— BEGIN Input records —
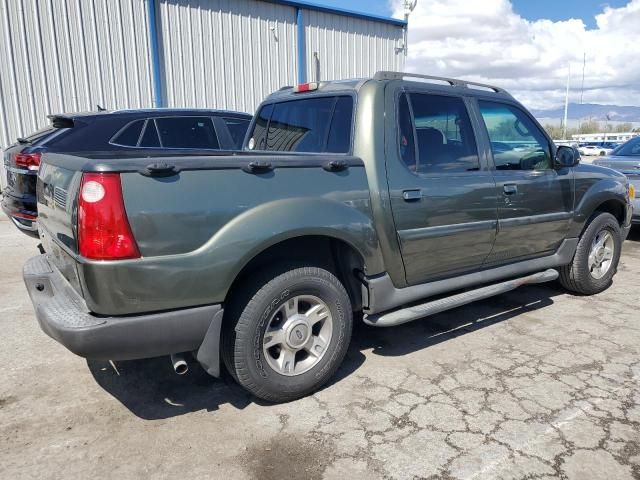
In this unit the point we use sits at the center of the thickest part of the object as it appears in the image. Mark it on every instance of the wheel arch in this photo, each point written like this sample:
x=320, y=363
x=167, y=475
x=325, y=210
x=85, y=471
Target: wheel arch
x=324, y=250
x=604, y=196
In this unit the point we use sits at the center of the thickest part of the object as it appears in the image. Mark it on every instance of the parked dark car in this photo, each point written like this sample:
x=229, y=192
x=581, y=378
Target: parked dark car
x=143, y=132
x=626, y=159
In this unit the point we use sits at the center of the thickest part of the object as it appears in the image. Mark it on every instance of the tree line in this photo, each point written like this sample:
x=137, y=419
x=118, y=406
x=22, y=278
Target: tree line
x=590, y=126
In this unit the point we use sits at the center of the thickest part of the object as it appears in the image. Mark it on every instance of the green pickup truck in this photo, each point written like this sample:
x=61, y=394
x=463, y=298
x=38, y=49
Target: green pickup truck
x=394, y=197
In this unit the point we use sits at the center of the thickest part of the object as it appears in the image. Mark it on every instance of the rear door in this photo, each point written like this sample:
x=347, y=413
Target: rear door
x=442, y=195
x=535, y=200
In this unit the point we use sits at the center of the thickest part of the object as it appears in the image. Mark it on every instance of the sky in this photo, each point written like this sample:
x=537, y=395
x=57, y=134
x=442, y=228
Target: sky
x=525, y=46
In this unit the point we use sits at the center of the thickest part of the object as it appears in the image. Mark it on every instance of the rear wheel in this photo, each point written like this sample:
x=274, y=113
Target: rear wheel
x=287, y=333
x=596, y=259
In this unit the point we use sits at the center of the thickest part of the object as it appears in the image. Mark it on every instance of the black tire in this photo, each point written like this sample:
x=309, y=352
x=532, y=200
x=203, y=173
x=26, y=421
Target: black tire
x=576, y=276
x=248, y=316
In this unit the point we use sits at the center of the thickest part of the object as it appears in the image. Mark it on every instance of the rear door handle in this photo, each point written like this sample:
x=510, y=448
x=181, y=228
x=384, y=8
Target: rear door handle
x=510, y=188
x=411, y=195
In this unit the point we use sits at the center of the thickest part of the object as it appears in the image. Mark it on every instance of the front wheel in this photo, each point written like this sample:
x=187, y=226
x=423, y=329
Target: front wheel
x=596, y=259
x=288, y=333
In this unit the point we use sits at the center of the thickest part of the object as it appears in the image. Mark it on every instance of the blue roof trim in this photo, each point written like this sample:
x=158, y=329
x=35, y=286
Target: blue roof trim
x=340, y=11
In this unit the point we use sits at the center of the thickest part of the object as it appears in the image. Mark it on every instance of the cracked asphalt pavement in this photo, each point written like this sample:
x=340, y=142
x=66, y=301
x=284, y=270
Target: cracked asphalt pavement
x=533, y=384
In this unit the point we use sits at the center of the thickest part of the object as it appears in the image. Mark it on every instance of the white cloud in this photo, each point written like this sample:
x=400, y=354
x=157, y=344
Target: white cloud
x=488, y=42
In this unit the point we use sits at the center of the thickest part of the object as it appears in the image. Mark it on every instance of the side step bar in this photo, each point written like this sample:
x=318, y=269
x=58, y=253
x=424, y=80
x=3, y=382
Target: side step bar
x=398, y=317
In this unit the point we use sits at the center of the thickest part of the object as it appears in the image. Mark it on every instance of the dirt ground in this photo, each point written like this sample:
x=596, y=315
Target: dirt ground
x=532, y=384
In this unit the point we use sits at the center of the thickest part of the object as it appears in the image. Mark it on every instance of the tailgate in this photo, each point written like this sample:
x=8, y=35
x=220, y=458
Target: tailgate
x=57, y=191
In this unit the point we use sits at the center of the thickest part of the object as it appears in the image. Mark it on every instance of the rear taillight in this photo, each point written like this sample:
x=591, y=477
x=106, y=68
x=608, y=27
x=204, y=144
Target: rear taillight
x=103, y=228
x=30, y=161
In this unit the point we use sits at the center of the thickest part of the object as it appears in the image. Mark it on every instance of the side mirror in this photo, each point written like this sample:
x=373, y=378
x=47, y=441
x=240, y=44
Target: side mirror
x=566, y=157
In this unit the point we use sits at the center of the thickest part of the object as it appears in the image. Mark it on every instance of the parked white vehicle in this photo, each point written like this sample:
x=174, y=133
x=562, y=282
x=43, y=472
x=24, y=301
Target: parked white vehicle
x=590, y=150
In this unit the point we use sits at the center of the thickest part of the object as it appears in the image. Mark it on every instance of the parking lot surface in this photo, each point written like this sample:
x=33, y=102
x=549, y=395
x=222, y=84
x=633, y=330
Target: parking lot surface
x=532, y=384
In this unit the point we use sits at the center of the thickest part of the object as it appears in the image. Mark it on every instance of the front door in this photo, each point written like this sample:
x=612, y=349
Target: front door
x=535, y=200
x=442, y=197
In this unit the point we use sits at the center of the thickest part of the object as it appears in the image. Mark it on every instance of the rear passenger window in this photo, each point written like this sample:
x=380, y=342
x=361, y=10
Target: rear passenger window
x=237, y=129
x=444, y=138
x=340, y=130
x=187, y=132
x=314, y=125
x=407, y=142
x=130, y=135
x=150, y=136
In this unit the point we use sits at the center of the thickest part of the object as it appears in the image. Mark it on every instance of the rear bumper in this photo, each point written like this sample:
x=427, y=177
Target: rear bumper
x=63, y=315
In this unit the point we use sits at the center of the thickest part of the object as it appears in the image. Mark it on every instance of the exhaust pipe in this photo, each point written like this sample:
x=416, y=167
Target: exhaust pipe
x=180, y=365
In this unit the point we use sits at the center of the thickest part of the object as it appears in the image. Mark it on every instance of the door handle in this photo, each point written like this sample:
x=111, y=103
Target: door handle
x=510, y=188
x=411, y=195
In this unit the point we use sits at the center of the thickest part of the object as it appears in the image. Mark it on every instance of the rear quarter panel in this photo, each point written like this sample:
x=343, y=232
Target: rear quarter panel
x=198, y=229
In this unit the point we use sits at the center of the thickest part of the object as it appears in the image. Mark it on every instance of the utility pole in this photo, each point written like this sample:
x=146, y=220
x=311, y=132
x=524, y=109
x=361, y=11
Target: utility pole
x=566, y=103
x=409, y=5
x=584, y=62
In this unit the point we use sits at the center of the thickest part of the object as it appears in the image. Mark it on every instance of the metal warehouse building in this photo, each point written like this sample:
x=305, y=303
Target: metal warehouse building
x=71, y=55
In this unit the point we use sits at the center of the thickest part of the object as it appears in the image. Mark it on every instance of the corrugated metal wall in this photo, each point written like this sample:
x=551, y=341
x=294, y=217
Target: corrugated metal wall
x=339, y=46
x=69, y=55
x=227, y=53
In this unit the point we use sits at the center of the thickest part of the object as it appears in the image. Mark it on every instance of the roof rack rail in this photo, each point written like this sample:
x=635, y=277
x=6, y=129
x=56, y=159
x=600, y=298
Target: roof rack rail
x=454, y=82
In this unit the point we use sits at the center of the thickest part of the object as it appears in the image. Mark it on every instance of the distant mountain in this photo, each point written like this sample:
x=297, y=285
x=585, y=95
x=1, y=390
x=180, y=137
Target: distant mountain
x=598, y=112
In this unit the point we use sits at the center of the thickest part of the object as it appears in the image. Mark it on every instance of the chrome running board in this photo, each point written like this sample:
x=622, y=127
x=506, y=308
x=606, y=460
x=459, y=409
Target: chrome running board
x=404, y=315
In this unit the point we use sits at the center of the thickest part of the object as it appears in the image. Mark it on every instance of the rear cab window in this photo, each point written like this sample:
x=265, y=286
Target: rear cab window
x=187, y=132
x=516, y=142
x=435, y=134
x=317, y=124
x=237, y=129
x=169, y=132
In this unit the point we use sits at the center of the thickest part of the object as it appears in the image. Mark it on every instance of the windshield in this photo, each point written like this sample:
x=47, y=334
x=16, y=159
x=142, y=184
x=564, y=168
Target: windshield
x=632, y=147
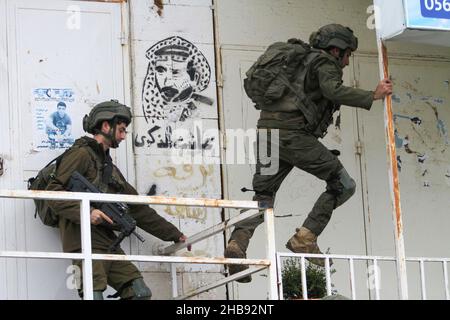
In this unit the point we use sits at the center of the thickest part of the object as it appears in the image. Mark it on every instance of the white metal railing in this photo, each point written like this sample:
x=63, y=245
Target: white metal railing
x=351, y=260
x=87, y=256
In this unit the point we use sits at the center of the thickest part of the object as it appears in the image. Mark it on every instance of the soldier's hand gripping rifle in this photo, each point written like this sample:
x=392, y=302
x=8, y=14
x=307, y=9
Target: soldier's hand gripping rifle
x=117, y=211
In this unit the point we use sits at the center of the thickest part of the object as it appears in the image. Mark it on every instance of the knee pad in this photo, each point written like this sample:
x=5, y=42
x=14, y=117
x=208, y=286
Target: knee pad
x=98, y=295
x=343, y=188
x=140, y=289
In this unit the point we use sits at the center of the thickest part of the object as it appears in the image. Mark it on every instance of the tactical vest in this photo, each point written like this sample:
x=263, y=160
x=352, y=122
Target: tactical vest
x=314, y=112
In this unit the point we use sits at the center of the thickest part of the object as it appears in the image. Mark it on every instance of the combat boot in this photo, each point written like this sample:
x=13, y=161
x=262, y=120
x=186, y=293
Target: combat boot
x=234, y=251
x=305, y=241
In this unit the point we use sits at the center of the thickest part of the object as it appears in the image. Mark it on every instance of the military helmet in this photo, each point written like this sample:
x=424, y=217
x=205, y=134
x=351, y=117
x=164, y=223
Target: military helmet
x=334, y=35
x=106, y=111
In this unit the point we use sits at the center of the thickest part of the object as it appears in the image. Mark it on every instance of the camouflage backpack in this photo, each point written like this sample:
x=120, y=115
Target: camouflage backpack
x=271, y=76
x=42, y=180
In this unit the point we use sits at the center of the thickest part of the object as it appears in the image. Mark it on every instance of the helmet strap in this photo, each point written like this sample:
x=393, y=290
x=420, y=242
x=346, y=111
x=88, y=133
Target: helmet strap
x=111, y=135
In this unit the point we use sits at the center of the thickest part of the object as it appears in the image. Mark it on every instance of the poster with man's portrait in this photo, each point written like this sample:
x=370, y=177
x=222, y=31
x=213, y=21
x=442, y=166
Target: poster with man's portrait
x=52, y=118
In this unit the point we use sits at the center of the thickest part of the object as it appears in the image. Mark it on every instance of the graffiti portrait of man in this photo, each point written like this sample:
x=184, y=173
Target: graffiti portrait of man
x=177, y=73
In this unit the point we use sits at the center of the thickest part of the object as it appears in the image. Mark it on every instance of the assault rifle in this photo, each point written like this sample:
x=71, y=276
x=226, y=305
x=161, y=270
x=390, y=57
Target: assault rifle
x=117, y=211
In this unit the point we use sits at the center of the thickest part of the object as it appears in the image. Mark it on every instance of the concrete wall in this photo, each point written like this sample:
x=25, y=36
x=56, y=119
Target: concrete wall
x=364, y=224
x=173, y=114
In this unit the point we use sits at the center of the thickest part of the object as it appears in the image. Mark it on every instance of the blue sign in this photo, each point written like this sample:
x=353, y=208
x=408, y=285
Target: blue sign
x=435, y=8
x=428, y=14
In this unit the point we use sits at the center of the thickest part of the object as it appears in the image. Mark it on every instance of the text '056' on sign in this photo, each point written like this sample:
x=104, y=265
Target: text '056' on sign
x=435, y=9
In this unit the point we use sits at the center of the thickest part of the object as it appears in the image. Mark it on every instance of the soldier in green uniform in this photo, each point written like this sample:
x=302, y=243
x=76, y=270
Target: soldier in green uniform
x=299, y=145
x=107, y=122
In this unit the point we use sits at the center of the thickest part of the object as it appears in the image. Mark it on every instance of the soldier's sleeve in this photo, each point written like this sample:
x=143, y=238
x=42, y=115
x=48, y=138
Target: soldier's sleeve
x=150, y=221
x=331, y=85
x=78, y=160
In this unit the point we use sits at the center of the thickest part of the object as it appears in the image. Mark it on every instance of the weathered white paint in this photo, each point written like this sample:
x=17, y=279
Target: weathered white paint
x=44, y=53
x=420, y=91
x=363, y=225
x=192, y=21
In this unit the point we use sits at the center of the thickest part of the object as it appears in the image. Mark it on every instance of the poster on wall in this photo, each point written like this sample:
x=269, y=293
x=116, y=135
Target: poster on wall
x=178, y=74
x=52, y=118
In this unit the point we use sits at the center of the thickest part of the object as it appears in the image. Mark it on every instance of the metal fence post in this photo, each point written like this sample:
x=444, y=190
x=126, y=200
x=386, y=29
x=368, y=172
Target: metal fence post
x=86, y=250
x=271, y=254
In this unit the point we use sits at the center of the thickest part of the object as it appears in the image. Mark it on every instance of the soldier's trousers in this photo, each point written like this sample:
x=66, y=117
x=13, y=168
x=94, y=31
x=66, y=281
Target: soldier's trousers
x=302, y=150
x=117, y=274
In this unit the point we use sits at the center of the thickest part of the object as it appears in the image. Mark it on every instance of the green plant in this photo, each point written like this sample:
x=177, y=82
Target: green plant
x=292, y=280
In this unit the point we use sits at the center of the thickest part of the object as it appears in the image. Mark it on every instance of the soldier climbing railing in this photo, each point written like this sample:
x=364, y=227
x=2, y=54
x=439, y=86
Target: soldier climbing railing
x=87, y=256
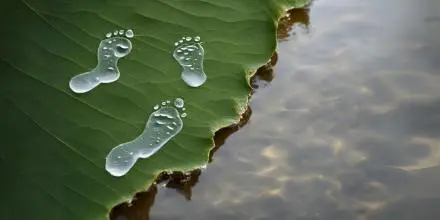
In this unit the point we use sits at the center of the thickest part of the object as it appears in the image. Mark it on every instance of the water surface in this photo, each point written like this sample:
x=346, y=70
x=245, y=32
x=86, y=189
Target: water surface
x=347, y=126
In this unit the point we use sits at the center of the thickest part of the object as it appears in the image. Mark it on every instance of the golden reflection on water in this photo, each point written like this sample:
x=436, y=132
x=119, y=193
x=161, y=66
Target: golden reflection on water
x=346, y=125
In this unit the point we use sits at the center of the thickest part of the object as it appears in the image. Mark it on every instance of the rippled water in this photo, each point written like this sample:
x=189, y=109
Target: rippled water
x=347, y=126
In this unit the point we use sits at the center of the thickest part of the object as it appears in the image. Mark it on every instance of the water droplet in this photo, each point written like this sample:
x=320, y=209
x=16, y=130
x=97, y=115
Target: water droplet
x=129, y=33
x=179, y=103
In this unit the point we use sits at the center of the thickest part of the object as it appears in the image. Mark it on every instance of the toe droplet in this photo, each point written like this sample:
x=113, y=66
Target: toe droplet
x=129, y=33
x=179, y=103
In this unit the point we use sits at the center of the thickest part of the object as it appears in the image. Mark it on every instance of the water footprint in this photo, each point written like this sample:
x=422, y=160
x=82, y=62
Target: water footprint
— END Input records —
Given instruction ▸ Can you render the material above as a Markdown table with columns "Row" and "Material line", starting at the beginning of the material, ending after the line that has "x=248, y=316", skipping blank lines, and leaving out the pictures?

Response for this exercise ▸
| Row | Material line |
|---|---|
| 1 | In this unit the point we use sits at the center of the thickest part of the object as it appears in the image. Mark it on every instance of the wheel arch in this photo, each point written like this sample: |
| 2 | x=320, y=363 |
| 3 | x=167, y=475 |
| 4 | x=325, y=210 |
| 5 | x=85, y=471 |
| 6 | Target: wheel arch |
| 7 | x=324, y=250 |
| 8 | x=604, y=196 |
| 9 | In this unit the point we use sits at the center of the thickest part of the object as it appears in the image. Mark it on every instance of the parked dark car in this photo, each point written like this sample: |
| 10 | x=229, y=192 |
| 11 | x=581, y=378 |
| 12 | Target: parked dark car |
| 13 | x=143, y=132 |
| 14 | x=626, y=159 |
| 15 | In this unit the point we use sits at the center of the thickest part of the object as it appears in the image. Mark it on every instance of the tree line in this photo, each point written like this sample: |
| 16 | x=137, y=419 |
| 17 | x=118, y=406 |
| 18 | x=22, y=278 |
| 19 | Target: tree line |
| 20 | x=590, y=126 |
| 21 | In this unit the point we use sits at the center of the thickest part of the object as it appears in the image. Mark it on every instance of the green pickup truck in this photo, each point written like this sample: |
| 22 | x=61, y=394 |
| 23 | x=463, y=298 |
| 24 | x=38, y=49 |
| 25 | Target: green pickup truck |
| 26 | x=394, y=197 |
| 27 | In this unit the point we use sits at the center of the thickest part of the object as it appears in the image. Mark it on every instance of the rear door in this photo, each point written like this sample: |
| 28 | x=347, y=413 |
| 29 | Target: rear door |
| 30 | x=442, y=195 |
| 31 | x=535, y=200 |
| 32 | In this unit the point we use sits at the center of the thickest part of the object as it appears in the image. Mark it on every instance of the sky in this photo, each point written like this sample: |
| 33 | x=537, y=395 |
| 34 | x=57, y=134 |
| 35 | x=442, y=228 |
| 36 | Target: sky |
| 37 | x=525, y=46 |
| 38 | In this unit the point we use sits at the center of the thickest part of the object as it appears in the image. Mark it on every instance of the rear wheel in this photo, each point written like this sample: |
| 39 | x=274, y=113 |
| 40 | Target: rear wheel |
| 41 | x=287, y=333 |
| 42 | x=596, y=259 |
| 43 | In this unit the point we use sits at the center of the thickest part of the object as it appears in the image. Mark it on every instance of the black tire in this photo, each point written like this sample: |
| 44 | x=309, y=352 |
| 45 | x=532, y=200 |
| 46 | x=203, y=173 |
| 47 | x=26, y=421 |
| 48 | Target: black tire |
| 49 | x=576, y=276 |
| 50 | x=248, y=316 |